• [Tasks to complete]
1) Answer these questions from the SQL forum reply.
(a) How many tables does the original poster say they have?
(b) What pattern does the WHERE clause of the sample query match ProdName against?
(c) What disadvantage of the traditional approach does the reply name for ADO.NET?
2) Write out the part of the SQL forum reply starting at "Traditionally, the answer's" and ending at "while(dr.Read())", word for word.

Re: (newbie) SQL help and how to store it by David
David
Sat Dec 06 16:48:17 CST 2003
This is a fairly long post, but I've offered an answer to your question
in the first couple of paragraphs. Feel free to skip the rest, which is
me musing...
On 2003-12-05, Steve Klett <sklett_2222222@yahoo.com> wrote:
> Hi-
> this is not a complicated question and probably get's asked often....
>
> with that said, here is what I am trying to do. I have 3 tables
>
> table1 (products)
> ProdId
> ProdName
> ProdParentId
>
> table2 (faq_categories)
> CatId
> ProdId
> CatName
>
> table 3 (faq_main)
> FaqId
> CatId
> Question
> Answer
>
>
> What I want to do is get join all the "faq_categories" that match certain
> criteria in "products", then join all the "faq_main" that match the relevant
> faq_categories"
You know, IMHO that's actually a really, really good question, and one
I've been thinking a lot about lately in general terms.
Traditionally, the answer's pretty simple:
SELECT p.ProdName, c.CatName, f.Question, f.Answer
FROM products p
INNER JOIN faq_categories c ON p.ProdId = c.ProdId
INNER JOIN faq_main f ON c.CatId = f.CatId
WHERE p.ProdName LIKE 'Microsoft%'
ORDER BY p.ProdName, c.CatName
Then just run through the returned rowset. When ProdName changes, you
have a new first-order item, when CatName changes, you have a new
second-order item, etc.
// untested pseudocode
prodName = "";
lastCat = "";
while(dr.Read())
{
if(dr(ProdName) != lastProd)
{
lastProd = dr(ProdName)
Console.WriteLine(dr(ProdName))
Console.WriteLine("\t" + dr(CatName));
}
else if(dr(CatName) != lastCat)
{
lastCat = dr(CatName);
Console.WriteLine("\t" + dr(CatName));
}
Console.WriteLine("\t\t" + dr(Question));
Console.WriteLine("\t\t" + dr(Answer));
}
There's some real advantages to this. Databases are generally optimized
for this kind of query, you're only hitting the database once, and both
the code and the SQL are real easy to follow for anyone who's ever
worked with a database in virtually any language.
But...
Is this really the best strategy for ADO.NET? The disadvantage to the
above is that you pull down lots of extraneous data, for instance the
Product Name is in every single row even if you have only one product.

(Records from a dataset)
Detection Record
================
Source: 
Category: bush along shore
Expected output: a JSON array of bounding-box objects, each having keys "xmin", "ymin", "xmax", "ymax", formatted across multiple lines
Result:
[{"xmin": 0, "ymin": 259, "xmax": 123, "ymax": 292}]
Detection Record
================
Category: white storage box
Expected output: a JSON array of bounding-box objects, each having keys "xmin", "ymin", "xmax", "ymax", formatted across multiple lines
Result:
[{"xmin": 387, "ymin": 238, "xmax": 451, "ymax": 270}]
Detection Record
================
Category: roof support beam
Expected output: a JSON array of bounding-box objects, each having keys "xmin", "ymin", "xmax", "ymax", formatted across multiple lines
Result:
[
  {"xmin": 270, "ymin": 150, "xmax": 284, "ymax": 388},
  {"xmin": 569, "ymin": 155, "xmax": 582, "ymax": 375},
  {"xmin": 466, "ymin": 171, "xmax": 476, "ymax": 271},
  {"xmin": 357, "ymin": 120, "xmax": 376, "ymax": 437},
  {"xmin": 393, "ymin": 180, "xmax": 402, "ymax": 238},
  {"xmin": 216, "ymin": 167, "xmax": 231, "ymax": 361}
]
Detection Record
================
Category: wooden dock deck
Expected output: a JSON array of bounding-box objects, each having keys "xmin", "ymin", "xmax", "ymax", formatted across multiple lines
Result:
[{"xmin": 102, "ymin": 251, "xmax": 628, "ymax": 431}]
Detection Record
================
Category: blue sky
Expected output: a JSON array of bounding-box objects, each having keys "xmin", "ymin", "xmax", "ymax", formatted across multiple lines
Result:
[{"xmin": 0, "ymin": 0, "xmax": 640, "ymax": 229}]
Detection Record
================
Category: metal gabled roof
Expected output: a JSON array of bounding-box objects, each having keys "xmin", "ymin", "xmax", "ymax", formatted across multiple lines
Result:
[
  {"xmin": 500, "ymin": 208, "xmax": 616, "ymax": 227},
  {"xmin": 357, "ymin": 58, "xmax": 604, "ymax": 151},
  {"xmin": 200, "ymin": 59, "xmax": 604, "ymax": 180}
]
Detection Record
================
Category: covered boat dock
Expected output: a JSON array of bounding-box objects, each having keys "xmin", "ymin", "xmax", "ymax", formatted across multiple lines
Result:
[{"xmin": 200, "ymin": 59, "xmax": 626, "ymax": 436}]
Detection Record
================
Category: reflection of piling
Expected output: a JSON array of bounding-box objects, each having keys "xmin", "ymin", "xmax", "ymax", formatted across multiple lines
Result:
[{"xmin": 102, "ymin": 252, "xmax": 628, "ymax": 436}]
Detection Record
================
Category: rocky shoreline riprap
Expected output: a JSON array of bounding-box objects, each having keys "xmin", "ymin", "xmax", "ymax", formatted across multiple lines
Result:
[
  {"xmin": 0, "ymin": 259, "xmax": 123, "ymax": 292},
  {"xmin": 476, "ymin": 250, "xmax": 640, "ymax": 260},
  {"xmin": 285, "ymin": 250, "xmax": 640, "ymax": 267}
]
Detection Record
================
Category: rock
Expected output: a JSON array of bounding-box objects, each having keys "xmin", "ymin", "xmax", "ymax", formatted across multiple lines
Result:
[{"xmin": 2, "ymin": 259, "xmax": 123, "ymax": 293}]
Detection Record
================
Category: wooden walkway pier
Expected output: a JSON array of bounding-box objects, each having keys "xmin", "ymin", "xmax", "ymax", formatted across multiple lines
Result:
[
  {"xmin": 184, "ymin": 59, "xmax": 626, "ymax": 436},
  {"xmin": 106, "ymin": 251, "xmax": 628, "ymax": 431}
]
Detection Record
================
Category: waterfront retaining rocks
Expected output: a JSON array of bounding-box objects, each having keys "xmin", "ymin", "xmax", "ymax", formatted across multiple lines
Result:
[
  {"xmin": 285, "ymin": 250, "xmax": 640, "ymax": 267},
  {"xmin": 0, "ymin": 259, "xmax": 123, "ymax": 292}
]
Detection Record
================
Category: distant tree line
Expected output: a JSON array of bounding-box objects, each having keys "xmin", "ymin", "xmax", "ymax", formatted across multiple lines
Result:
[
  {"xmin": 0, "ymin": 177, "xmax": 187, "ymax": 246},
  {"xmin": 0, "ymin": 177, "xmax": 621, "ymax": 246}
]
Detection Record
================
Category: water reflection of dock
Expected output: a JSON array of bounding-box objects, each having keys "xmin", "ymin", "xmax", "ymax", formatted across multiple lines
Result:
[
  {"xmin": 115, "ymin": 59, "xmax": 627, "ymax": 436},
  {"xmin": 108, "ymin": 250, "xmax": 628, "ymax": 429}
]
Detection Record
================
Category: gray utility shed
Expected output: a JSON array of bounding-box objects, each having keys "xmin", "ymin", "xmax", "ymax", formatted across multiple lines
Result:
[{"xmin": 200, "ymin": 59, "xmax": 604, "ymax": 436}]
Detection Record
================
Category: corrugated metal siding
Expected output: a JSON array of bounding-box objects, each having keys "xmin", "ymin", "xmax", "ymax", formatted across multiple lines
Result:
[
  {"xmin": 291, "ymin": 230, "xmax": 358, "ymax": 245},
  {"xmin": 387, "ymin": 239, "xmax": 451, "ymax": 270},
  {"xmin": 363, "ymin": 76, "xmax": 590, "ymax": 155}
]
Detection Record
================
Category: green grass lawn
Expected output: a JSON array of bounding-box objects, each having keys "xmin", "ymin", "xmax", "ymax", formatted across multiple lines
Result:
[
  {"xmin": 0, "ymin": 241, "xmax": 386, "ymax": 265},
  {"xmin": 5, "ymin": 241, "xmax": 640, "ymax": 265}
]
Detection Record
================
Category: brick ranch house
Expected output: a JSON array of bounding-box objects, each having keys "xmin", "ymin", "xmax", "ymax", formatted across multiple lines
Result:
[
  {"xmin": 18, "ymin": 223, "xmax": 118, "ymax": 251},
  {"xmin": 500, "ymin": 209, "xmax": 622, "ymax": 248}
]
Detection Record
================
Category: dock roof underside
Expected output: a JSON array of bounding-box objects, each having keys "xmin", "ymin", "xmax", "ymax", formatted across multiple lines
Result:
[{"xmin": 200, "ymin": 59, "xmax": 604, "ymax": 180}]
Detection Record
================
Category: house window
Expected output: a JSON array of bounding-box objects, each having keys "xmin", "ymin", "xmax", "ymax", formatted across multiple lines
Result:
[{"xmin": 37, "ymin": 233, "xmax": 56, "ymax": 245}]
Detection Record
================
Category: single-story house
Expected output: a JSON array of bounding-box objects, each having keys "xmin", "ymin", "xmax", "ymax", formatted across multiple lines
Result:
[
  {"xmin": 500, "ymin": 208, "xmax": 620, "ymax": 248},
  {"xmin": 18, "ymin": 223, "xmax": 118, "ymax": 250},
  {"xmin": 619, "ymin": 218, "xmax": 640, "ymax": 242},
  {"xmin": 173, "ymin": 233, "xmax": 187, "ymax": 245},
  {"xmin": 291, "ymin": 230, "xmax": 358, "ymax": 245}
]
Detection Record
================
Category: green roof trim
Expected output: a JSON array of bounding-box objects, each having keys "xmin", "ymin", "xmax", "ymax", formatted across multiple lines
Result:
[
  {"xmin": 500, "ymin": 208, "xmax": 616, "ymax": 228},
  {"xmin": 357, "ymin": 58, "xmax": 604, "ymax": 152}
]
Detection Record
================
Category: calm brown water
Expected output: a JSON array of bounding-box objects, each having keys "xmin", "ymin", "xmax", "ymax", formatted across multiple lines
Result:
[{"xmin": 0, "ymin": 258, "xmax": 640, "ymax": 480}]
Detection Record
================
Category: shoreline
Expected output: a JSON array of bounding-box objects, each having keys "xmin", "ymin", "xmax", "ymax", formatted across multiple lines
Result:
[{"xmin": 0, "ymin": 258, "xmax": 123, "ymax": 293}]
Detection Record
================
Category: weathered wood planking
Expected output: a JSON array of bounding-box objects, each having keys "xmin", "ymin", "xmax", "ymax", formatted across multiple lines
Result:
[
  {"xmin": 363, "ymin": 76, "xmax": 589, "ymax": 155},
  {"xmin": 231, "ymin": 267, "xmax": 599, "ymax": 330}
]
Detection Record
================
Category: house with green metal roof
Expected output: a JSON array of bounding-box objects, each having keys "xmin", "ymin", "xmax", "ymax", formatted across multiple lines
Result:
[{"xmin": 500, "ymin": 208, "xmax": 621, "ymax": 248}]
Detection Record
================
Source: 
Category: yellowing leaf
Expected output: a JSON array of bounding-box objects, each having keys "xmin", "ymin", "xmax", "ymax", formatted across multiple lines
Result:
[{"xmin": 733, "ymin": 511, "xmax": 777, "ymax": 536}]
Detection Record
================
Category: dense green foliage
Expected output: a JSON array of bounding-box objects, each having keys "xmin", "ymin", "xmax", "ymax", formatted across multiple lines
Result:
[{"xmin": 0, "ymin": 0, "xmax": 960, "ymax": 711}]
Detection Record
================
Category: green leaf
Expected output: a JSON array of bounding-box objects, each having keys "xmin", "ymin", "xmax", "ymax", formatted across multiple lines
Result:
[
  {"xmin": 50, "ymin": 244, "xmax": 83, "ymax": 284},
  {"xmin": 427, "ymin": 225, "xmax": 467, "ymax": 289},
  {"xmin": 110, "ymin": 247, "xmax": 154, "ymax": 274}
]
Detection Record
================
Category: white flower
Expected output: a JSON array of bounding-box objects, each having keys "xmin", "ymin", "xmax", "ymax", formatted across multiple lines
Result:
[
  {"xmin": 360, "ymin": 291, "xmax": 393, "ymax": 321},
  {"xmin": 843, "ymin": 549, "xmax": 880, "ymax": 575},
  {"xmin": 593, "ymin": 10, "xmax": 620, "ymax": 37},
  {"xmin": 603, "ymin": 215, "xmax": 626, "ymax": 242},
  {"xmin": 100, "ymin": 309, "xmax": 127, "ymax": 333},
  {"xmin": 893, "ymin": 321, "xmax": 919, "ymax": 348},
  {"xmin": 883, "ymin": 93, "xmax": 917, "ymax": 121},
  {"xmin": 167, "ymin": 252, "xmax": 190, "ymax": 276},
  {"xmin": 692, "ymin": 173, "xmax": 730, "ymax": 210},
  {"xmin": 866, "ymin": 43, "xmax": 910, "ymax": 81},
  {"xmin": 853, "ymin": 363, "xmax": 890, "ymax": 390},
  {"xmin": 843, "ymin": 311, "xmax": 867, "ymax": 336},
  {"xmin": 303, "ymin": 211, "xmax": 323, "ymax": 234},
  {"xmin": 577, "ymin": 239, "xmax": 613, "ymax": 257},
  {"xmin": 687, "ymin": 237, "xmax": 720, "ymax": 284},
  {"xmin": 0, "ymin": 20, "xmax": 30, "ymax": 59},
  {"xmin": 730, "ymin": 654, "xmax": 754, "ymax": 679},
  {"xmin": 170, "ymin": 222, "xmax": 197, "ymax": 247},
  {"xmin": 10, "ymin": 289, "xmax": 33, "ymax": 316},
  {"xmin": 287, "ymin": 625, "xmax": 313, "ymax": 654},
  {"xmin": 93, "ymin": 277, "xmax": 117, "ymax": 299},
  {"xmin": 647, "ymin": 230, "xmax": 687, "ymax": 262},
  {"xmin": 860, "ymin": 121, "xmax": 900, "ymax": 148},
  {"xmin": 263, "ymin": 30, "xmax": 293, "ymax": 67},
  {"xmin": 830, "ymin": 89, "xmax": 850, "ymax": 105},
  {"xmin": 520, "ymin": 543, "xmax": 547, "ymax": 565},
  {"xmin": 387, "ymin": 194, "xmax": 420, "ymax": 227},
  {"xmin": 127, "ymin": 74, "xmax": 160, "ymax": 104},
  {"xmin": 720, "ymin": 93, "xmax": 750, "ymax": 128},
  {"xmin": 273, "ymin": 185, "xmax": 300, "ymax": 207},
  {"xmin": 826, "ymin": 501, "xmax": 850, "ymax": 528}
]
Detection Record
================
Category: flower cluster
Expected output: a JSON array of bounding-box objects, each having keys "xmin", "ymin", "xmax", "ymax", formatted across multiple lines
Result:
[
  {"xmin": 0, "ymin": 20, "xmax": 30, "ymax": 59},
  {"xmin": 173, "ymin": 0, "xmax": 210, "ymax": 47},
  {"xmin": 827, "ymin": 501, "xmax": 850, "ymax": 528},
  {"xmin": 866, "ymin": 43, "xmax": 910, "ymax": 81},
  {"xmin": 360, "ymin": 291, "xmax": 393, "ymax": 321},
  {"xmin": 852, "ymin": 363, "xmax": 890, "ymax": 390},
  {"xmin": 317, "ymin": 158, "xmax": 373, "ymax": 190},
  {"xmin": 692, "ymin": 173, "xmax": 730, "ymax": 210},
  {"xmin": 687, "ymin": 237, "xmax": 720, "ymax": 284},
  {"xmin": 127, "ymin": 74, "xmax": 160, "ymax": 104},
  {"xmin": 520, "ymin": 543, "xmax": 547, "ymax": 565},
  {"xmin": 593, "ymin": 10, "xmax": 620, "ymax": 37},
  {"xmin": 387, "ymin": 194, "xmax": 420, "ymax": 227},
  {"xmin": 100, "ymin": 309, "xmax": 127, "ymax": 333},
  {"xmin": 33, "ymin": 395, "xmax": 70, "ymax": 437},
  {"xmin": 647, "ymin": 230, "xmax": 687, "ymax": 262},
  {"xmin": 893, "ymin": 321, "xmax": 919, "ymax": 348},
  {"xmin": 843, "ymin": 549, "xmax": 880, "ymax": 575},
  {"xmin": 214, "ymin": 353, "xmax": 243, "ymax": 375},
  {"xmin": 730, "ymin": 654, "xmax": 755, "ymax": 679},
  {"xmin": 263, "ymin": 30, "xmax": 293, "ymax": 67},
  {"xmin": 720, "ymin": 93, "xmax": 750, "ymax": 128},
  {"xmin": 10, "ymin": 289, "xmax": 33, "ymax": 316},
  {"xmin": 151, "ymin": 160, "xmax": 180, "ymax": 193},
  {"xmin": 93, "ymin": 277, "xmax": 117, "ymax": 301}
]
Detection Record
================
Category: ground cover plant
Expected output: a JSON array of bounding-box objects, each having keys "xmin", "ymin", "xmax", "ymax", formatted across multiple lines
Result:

• [Task-by-task outputs]
1)
(a) Three.
(b) 'Microsoft%'
(c) It pulls down lots of extraneous data. For instance, the Product Name is in every single row even if there is only one product.

2)
Traditionally, the answer's pretty simple:
SELECT p.ProdName, c.CatName, f.Question, f.Answer
FROM products p
INNER JOIN faq_categories c ON p.ProdId = c.ProdId
INNER JOIN faq_main f ON c.CatId = f.CatId
WHERE p.ProdName LIKE 'Microsoft%'
ORDER BY p.ProdName, c.CatName
Then just run through the returned rowset. When ProdName changes, you
have a new first-order item, when CatName changes, you have a new
second-order item, etc.
// untested pseudocode
prodName = "";
lastCat = "";
while(dr.Read())